*Exercise inputs*:
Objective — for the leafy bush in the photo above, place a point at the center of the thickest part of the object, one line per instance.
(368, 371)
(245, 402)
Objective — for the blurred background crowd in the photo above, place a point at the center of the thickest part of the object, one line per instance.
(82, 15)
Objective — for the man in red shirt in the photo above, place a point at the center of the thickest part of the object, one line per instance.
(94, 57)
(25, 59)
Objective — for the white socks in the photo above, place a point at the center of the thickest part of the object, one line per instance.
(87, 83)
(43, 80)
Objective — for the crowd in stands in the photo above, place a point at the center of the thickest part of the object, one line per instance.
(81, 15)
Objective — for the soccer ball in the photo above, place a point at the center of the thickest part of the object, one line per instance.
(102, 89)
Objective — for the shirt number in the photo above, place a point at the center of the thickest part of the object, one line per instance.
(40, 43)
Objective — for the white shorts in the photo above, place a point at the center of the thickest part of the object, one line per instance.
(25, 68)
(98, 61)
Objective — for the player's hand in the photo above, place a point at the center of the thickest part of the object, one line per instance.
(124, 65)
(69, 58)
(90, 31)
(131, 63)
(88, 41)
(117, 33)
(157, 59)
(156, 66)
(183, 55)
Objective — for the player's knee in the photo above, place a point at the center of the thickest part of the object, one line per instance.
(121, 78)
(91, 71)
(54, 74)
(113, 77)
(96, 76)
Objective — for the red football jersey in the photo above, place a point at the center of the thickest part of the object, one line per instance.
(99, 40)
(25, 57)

* * *

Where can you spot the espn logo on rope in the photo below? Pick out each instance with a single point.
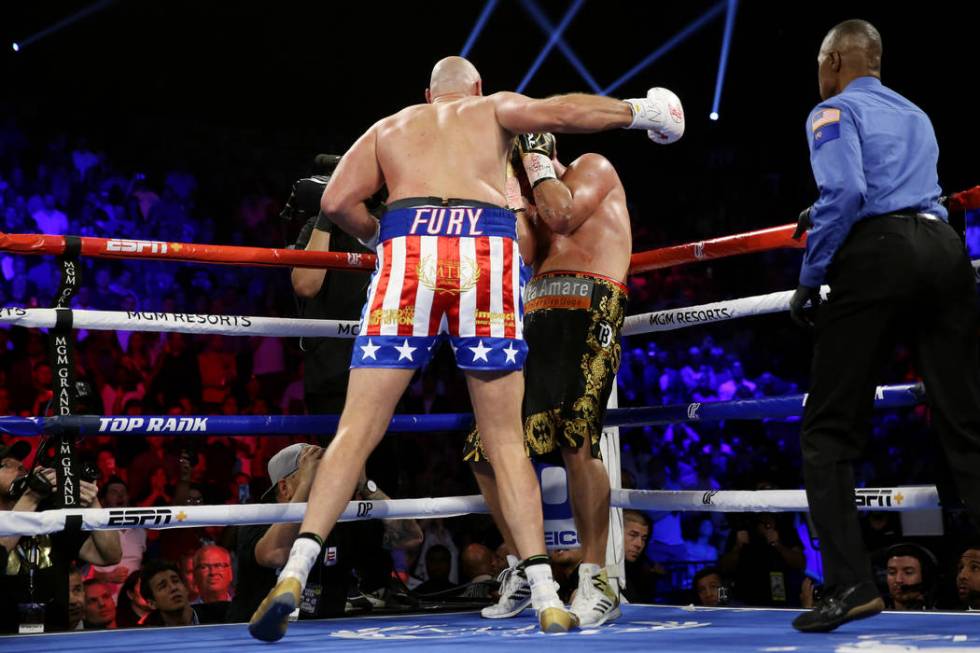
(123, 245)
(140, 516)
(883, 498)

*What you need to do*: Locate every line in the records containing the word "white" with matching case, and copy each such line.

*Worked solution*:
Objective — for the white socks in the photo above, place a point at the center of the thickest part of the object, one line per instance.
Objective — for the white shorts in the photo above, place a point at the center of the thickest part of the object, one line per instance.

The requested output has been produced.